* Do this
Count the lines in the entries below that contain the string "query", and give only that number.

* Start Data supplied *

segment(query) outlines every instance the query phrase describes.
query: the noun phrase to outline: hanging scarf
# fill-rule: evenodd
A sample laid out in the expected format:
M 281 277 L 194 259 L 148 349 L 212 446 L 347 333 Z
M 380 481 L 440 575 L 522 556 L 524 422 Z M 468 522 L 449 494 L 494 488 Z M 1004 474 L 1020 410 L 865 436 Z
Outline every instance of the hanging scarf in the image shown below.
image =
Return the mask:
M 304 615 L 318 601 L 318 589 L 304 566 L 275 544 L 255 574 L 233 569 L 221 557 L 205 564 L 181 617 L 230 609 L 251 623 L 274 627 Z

* End Data supplied *

* Solution to this task
2